Copy the data below line for line, with every character unchanged.

+===+

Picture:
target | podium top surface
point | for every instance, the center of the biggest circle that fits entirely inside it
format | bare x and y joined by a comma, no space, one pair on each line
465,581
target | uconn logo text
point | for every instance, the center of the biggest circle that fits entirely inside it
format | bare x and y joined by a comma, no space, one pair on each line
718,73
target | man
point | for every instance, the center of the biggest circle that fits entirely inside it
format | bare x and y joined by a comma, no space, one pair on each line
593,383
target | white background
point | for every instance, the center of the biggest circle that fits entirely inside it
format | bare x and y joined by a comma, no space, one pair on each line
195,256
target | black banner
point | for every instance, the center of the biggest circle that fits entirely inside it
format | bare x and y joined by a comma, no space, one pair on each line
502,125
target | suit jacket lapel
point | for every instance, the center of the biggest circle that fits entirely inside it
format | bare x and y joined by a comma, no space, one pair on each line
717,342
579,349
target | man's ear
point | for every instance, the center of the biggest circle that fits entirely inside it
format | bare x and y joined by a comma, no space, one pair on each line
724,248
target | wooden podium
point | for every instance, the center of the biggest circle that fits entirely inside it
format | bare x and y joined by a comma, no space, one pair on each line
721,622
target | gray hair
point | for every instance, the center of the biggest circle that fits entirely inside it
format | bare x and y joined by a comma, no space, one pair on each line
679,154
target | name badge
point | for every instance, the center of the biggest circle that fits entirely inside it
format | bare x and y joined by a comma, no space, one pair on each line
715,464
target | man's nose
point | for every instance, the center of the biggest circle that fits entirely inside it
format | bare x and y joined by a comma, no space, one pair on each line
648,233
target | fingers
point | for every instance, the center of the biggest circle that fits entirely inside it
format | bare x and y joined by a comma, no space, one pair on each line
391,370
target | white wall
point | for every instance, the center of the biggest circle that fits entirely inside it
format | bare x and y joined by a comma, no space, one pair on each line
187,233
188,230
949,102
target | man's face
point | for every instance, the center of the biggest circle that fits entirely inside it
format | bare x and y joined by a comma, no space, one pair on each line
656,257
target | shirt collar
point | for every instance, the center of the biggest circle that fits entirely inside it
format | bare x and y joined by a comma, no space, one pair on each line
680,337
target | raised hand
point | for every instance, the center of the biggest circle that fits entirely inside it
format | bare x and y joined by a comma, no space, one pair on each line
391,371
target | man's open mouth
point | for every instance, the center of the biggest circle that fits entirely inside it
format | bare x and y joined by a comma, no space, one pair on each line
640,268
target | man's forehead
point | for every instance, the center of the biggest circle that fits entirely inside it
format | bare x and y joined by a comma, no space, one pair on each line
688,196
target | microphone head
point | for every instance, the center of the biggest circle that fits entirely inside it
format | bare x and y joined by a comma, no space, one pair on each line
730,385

+===+

→ WRITTEN RESPONSE
Picture:
target | podium top surface
point | for every instance, the center of the biggest circle that fits entirely inside it
format | bare x and y joined by a comma, no space, one pair on each line
465,581
target | uconn logo text
point | for every instance, the center of the biggest circle that fits entirely inside it
format | bare x and y joined by a comma, no space, one pair on each line
718,73
target | man
point | for every instance, the center of the biggest circle that fits entirely inside it
format | bare x and y joined by a comma, no space, one pair on each line
593,383
target | white background
point | for every instance, the center of the biggest circle that fits entirely inside it
format | bare x and y joined by a comma, no space, one pair on each line
195,256
target | black banner
point | for every instance, the center of the biggest circle that fits entirely inside it
format | bare x and y joined by a comma, no space, one pair on each line
502,125
target | suit jacket lapel
point | for every instance, the center of the biggest circle that fits entirely inside it
format | bare x and y joined by a comma, no space, one pair on each line
717,342
579,349
target | man's ear
point | for every instance, the center of the biggest circle that fits entirely inside it
format | bare x and y joined by a comma, no space, one pair on each line
724,248
target | wooden podium
point | for every instance, the center of the biggest circle that fits entirely inside it
format | bare x and y joined by a comma, no space, one pair on each line
721,622
target | gray hair
point | for every instance, the center of the biggest circle that fits entirely inside it
format | bare x and y joined by a comma, no space, one pair on each line
679,154
target | name badge
point | for every instance, the center of the biggest circle that fits entirely inside it
format | bare x and y joined by a comma, no space, one pair on each line
715,464
target | man's nose
point | for every instance, the center of the biggest circle that fits entirely inside it
format | bare x and y joined by a comma, no space, one pair on each line
648,233
target | fingers
point | for every instance, the center of the biggest circle that fits entirely inside it
format | bare x and y joined by a comma, no space, one pair on each line
391,370
target | white wall
point | for every instance, the center of the biggest circle that fits entirely inside it
format | bare x and y joined by a comma, no space, one pair on each line
187,233
188,230
949,102
target | man's face
point | for every instance, the center of the biggest circle that fits entirely inside it
format | bare x and y joined by a comma, no space, one pair on each line
656,257
target | shirt collar
point | for every instance, the center of the biggest circle that fits entirely inside it
format | bare x and y joined by a comma, no space, one pair on each line
680,337
target | raised hand
point | for every instance, the center of the biggest circle that fits entirely inside it
format | bare x and y joined by a comma, no space, one pair on each line
391,371
target | man's open mouth
point | for every instance, the center of the biggest circle that fits entirely inside it
format | bare x and y joined by a comma, no space, one pair on each line
640,268
target | man's forehead
point | for every instance, the center of the biggest circle that fits entirely inside it
format | bare x and y joined by a comma, no space, one pair on each line
688,196
target | microphone head
point | for every instance, the center of the biggest circle that fits entirely inside it
format | bare x and y joined by a comma, no space, one pair on each line
730,385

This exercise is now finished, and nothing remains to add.